● SELECTION
★ ★ ★

This recomposition is not limited to the emergence of new actors: it is reshaping a global, sprawling market that has now reached considerable economic scale.
- 2009–2010 — Creation of NSO Group → Emergence of the “offensive platform sold to states” model.
- 2012–2015 — Domination of a few actors → Concentrated market: NSO, FinFisher, Hacking Team.
- 2017–2020 — Global expansion + arrival of Israeli actors → Candiru, Quadream; first zero-day brokers.
- 2021 — The Pegasus Project → 50,000 targets, global scandal, perception shift.
- Nov. 2021 — U.S. blacklist → NSO cut off from U.S. technologies; major industrial shock.
- 2022–2023 — Market fragmentation → Proliferation of offshore actors; greater opacity.
- 2023 — Reduction of countries authorized by Israel → 37 approved states; no transparency gain.
- 2024–2025 — Total fragmentation of the model → Surveillance-as-a-Service, modules, cloud, zero-days → Traditional regulations become inadequate.
Anatomy of a $12 Billion Gray Market
By nature, it is extremely difficult to precisely measure the scale of the global spyware market. A report by Institut Montaigne nevertheless estimates it at around $12 billion in 2023. A colossal sum that explains the persistence of these activities despite controversy.
Israel occupies a central position, alongside Italy, Hungary, Germany, and the United States. These companies operate in a legal gray zone, marketing an “Access-as-a-Service” model: access to vulnerabilities, often based on zero-days—flaws unknown to vendors.
This model is now complemented by a fragmented value chain:
- Sale of vulnerabilities,
- Rental of exploitation capabilities,
- Exfiltration modules,
- Cloud-based intrusion services,
- Outsourced command-and-control infrastructures.
This modular architecture allows diverse actors (private companies, zero-day brokers, commercial intelligence firms, offshore subcontractors) to contribute to building an offensive capability without ever holding the whole. It is precisely this fragmentation that makes regulation more complex, controls more difficult, and traceability nearly impossible.
State Control: Real, but Opaque
In Israel, the Ministry of Defense is responsible for issuing export licenses. An article in The Jerusalem Post reveals that more than 3,600 licenses were revoked in one year after the NSO scandal.

★ ★ ★

● SET PROBLEM 1
In the passage on the spyware market, render this sentence in Spanish: "By nature, it is extremely difficult to precisely measure the scale of the global spyware market."
● SET PROBLEM 2
Output a verbatim stretch of the passage on the spyware market. Begin at the words "- 2024–2025 —" and stop after "unknown to vendors.".
● SET PROBLEM 3
According to the passage on the spyware market, how many export licenses were revoked in Israel in one year after the NSO scandal?

★ ★ ★

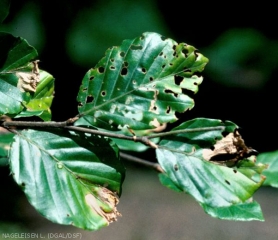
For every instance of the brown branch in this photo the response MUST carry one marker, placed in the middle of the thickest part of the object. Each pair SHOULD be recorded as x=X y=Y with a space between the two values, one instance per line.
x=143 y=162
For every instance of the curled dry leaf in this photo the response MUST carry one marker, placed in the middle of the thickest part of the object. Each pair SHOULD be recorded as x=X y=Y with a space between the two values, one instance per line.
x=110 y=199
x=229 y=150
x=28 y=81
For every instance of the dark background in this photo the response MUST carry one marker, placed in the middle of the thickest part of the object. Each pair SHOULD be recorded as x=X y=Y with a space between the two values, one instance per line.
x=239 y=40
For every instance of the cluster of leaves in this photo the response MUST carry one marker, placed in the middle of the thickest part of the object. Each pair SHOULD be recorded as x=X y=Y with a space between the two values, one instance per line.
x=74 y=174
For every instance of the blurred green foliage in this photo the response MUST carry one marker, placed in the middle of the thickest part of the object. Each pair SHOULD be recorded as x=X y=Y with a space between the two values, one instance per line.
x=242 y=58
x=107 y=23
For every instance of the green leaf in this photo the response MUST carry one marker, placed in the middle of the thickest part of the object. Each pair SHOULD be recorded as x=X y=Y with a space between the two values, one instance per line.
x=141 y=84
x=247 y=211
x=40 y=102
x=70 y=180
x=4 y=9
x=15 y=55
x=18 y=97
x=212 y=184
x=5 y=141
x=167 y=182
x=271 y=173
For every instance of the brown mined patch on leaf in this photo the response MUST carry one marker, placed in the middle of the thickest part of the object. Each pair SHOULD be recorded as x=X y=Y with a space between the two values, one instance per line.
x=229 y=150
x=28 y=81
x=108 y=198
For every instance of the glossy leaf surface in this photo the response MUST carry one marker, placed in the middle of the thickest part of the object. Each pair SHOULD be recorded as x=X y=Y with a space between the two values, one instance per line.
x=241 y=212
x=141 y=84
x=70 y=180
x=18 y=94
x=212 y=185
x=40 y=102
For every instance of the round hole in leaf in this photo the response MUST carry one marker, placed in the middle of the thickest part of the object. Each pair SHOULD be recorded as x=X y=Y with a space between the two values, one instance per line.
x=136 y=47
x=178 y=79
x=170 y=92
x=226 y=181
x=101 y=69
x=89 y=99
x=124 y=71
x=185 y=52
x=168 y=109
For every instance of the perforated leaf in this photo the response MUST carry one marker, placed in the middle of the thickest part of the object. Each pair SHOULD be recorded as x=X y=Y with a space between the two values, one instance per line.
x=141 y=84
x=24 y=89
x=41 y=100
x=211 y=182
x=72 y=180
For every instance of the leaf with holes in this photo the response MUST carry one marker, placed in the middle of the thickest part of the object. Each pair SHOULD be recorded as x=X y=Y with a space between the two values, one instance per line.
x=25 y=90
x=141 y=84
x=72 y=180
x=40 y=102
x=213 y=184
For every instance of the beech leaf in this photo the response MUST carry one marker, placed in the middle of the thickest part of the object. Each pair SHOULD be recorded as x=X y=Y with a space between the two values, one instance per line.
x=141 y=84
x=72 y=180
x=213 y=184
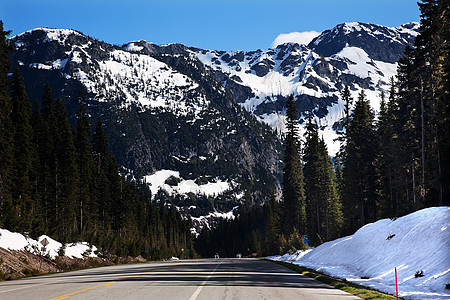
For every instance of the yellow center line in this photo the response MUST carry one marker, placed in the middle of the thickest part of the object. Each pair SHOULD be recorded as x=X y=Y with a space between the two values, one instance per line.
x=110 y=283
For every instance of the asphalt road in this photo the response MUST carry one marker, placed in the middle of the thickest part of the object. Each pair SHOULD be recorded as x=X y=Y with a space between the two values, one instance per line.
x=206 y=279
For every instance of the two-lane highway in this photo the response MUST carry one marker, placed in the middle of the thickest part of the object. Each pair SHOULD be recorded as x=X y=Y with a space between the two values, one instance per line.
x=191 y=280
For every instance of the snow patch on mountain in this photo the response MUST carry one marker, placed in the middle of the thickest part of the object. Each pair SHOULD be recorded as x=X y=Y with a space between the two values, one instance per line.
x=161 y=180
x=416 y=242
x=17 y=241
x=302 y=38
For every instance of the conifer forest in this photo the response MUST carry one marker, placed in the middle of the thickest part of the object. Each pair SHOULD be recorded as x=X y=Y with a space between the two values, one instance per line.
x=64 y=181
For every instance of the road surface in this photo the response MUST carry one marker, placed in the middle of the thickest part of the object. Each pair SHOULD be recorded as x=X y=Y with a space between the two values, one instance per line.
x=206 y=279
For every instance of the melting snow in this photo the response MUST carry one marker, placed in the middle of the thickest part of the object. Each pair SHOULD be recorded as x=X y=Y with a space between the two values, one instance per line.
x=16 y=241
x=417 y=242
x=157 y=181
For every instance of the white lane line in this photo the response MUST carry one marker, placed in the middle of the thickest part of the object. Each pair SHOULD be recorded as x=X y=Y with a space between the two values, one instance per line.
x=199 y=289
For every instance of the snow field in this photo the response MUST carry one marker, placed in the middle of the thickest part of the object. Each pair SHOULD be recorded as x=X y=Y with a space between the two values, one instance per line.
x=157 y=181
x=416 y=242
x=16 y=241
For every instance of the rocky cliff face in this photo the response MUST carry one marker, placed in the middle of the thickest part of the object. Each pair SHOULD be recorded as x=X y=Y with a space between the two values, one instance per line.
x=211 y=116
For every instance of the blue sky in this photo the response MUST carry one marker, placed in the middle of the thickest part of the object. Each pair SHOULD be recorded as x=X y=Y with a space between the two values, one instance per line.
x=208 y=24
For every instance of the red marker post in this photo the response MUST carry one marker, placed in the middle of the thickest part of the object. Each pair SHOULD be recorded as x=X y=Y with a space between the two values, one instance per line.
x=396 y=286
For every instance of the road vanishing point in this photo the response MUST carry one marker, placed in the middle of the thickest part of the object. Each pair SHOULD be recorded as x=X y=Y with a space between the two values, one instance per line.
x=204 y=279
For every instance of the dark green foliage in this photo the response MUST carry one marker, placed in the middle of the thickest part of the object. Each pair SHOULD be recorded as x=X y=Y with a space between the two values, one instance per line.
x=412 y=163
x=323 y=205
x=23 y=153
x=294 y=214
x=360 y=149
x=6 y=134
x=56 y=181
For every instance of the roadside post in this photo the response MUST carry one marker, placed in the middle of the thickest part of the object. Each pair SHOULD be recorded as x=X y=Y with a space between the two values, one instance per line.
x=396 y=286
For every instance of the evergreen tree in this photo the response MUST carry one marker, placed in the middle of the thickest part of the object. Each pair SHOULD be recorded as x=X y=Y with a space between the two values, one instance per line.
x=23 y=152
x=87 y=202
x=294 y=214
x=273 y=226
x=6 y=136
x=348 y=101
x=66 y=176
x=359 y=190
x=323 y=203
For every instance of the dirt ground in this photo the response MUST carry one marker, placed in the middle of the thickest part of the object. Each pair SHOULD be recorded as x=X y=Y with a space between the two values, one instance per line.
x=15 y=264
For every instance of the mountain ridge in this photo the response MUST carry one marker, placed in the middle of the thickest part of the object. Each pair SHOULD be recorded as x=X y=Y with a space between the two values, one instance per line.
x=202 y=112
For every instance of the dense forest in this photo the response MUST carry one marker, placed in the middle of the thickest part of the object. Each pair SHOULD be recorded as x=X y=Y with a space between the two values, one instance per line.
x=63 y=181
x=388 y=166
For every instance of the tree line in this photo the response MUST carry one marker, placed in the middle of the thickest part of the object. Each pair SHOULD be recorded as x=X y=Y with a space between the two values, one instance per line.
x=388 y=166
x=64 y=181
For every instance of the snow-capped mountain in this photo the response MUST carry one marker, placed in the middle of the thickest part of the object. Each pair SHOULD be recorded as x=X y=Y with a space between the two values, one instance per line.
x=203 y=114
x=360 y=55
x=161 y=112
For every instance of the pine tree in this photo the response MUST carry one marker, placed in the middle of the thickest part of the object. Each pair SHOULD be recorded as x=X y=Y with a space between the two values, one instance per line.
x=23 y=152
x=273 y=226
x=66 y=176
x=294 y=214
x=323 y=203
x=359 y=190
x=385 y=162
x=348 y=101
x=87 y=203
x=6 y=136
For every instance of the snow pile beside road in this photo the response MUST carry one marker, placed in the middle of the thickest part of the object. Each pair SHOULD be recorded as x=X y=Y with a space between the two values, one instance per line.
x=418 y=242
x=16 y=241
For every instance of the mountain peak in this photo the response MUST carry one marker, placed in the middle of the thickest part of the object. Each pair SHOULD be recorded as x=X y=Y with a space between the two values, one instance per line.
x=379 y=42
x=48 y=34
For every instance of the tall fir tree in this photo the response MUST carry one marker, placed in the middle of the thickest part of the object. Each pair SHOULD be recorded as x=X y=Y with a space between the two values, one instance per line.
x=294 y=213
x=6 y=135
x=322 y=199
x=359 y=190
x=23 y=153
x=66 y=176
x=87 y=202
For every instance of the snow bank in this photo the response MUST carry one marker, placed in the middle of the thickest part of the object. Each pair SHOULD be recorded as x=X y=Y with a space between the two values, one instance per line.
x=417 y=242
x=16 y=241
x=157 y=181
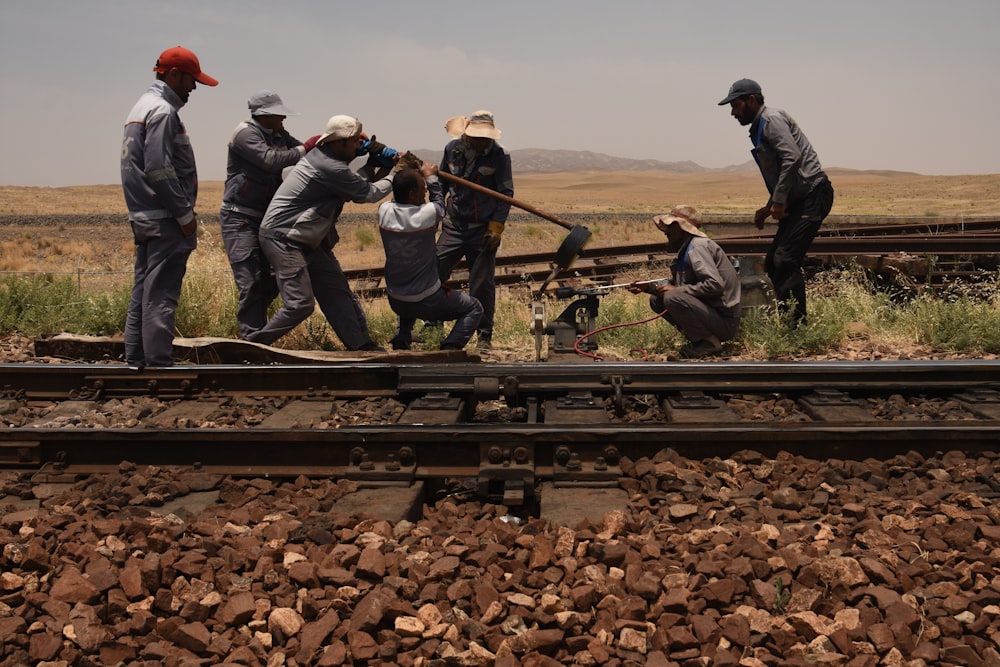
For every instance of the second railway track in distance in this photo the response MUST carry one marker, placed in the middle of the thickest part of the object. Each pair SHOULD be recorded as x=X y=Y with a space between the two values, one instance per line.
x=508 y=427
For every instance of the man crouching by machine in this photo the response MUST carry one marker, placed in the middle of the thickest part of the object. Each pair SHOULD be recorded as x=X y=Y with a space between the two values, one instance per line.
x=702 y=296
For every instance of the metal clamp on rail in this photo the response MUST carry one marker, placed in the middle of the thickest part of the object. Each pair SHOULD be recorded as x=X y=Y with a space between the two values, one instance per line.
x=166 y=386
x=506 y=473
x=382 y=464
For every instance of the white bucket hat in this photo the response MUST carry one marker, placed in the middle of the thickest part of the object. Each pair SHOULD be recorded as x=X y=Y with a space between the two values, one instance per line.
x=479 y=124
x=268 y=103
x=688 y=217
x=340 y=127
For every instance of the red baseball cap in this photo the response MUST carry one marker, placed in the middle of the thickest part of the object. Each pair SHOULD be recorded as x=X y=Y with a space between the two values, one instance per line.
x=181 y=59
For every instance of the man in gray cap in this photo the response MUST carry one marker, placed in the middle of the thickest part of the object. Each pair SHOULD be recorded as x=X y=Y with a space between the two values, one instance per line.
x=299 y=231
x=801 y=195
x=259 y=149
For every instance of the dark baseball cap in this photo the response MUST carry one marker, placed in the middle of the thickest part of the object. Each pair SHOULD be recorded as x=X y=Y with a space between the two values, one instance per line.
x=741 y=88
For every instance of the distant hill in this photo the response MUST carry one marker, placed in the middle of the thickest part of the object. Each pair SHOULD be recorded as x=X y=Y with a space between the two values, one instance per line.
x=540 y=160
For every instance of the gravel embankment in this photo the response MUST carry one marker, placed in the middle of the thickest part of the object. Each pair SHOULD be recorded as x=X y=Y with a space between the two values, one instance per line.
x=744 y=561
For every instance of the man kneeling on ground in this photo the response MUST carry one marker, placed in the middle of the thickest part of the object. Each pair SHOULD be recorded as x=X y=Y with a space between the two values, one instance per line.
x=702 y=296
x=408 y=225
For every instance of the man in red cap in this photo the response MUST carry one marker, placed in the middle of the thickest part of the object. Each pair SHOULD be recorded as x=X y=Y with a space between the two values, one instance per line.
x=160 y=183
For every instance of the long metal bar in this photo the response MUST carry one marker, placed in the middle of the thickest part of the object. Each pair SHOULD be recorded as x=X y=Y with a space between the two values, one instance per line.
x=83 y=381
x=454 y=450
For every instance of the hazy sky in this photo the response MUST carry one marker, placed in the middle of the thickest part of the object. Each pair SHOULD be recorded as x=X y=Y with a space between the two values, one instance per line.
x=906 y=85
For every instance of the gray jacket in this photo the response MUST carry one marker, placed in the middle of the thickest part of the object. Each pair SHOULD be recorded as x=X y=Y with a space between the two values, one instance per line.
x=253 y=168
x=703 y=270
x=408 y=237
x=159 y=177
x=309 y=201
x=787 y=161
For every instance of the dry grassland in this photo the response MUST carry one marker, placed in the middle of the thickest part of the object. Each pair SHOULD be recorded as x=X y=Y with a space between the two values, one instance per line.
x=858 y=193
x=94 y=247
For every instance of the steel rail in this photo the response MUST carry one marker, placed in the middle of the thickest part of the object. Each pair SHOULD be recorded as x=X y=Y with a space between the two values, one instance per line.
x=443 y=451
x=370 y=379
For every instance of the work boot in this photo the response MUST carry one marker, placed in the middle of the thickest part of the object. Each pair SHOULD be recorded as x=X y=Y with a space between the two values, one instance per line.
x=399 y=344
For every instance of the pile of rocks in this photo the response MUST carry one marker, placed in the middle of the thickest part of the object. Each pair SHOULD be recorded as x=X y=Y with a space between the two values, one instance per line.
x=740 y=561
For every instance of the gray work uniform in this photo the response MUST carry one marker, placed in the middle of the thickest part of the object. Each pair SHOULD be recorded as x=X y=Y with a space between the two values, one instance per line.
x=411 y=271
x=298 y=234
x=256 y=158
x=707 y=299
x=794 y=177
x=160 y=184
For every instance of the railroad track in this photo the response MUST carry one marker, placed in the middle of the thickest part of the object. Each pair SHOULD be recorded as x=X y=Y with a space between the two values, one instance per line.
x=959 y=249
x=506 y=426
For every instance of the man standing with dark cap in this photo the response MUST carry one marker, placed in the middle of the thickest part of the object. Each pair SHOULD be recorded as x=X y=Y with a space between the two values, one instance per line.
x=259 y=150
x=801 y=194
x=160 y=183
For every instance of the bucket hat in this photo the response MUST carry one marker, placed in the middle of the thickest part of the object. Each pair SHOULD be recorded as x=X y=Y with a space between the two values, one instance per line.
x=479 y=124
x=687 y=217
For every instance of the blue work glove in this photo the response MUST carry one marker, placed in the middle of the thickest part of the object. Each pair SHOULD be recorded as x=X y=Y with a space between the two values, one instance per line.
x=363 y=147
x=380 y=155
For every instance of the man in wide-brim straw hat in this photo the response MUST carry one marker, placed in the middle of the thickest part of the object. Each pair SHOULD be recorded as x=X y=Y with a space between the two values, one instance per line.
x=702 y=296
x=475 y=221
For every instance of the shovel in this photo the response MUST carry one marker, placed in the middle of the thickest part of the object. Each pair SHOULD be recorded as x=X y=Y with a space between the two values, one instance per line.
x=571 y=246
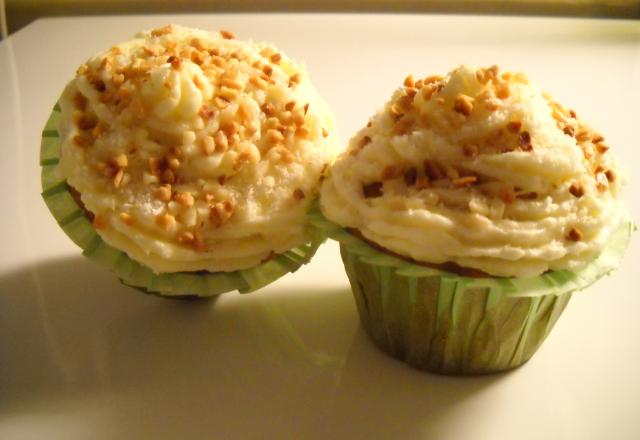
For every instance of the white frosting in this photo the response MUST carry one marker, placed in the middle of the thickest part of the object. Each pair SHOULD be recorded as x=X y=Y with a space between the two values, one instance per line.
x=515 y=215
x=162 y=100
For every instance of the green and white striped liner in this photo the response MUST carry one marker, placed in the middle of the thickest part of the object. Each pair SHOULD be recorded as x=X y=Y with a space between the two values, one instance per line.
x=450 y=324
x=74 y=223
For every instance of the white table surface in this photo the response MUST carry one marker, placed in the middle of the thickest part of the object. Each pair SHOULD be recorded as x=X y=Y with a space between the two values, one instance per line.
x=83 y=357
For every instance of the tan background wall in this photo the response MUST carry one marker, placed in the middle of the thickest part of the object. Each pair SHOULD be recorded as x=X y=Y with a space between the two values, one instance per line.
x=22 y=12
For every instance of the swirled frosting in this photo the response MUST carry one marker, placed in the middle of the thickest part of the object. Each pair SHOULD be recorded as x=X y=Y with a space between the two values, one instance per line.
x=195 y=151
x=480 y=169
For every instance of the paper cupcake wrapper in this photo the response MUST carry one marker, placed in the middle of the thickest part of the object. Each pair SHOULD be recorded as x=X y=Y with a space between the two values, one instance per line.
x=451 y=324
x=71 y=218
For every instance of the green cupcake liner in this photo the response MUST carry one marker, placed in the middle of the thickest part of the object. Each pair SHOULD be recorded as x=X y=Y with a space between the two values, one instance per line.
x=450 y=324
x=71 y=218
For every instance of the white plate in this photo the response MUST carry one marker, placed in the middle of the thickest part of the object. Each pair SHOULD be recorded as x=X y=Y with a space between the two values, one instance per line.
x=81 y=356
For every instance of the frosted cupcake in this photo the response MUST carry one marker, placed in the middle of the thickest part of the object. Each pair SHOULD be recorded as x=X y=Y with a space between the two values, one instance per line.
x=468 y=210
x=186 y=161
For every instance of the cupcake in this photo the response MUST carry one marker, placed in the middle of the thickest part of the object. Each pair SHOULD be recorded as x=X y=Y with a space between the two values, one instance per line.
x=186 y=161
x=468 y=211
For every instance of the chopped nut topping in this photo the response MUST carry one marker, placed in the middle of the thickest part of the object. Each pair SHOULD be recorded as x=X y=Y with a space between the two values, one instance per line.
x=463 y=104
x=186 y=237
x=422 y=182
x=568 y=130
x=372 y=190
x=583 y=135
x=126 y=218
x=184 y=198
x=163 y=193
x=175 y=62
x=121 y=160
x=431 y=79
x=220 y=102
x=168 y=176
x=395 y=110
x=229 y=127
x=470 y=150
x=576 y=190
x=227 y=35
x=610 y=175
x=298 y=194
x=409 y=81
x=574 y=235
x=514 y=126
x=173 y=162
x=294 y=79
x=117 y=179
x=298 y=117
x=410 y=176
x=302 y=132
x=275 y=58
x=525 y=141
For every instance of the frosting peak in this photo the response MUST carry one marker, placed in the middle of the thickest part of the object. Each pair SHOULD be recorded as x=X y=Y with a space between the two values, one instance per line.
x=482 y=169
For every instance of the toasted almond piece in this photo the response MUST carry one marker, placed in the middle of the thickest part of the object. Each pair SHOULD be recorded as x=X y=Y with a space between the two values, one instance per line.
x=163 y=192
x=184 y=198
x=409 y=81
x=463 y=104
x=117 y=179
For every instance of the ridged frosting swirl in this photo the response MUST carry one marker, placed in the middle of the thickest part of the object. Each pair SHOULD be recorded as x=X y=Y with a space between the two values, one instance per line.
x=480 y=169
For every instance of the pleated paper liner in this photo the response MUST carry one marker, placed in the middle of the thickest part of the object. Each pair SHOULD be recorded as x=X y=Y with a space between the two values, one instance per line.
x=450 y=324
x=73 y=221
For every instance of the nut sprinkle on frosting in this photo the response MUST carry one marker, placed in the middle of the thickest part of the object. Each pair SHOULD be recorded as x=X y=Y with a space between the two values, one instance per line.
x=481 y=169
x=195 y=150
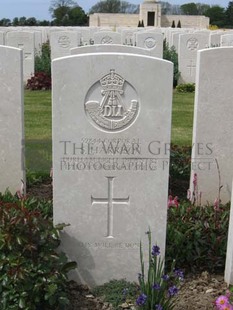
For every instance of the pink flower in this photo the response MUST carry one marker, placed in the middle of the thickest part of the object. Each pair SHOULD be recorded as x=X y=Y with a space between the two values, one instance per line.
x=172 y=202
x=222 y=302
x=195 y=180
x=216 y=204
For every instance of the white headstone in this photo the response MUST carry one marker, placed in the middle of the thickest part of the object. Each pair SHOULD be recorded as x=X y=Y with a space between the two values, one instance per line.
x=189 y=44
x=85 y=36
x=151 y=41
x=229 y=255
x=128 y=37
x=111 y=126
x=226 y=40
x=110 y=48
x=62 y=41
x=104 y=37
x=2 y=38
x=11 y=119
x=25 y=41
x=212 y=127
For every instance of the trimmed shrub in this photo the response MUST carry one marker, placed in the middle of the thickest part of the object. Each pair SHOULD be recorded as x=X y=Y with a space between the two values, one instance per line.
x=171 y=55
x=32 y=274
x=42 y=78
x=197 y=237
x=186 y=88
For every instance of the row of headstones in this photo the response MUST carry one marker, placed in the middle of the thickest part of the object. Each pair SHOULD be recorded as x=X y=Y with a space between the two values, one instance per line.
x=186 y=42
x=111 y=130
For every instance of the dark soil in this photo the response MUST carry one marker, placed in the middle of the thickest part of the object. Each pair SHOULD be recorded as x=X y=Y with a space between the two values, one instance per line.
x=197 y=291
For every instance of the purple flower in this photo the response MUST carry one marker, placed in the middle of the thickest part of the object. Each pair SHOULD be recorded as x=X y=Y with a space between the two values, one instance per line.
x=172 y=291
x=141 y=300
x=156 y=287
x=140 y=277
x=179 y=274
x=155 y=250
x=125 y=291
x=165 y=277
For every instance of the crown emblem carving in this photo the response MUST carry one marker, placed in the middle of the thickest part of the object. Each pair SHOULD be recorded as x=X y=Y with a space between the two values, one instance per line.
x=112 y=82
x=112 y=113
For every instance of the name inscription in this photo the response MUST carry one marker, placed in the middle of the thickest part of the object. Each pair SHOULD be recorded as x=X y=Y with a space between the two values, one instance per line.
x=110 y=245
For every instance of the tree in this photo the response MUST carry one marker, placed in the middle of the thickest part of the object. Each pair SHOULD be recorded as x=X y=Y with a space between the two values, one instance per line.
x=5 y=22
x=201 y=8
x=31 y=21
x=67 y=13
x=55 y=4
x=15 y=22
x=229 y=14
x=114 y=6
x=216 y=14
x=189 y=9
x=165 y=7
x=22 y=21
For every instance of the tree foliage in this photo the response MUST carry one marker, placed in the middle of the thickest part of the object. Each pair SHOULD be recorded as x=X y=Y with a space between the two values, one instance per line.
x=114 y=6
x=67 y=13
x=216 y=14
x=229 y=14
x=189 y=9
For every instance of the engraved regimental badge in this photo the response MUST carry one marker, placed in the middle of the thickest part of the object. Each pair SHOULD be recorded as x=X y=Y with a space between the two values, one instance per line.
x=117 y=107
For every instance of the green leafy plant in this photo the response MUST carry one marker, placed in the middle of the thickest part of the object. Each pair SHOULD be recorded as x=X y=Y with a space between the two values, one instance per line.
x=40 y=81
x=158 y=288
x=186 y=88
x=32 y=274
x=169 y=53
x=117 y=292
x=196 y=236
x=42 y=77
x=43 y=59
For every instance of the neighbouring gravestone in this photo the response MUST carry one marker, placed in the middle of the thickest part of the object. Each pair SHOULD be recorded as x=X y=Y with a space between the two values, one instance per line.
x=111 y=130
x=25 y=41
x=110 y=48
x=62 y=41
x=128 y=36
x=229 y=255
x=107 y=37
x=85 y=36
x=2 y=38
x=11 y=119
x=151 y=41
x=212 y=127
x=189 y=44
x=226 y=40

★ ★ ★

● FINAL ANSWER 1
Por naturaleza, es extremadamente difícil medir con precisión la magnitud del mercado mundial de programas espía.

● FINAL ANSWER 2
- 2024–2025 — Total fragmentation of the model → Surveillance-as-a-Service, modules, cloud, zero-days → Traditional regulations become inadequate.
Anatomy of a $12 Billion Gray Market
By nature, it is extremely difficult to precisely measure the scale of the global spyware market. A report by Institut Montaigne nevertheless estimates it at around $12 billion in 2023. A colossal sum that explains the persistence of these activities despite controversy.
Israel occupies a central position, alongside Italy, Hungary, Germany, and the United States. These companies operate in a legal gray zone, marketing an “Access-as-a-Service” model: access to vulnerabilities, often based on zero-days—flaws unknown to vendors.

● FINAL ANSWER 3
More than 3,600 licenses were revoked.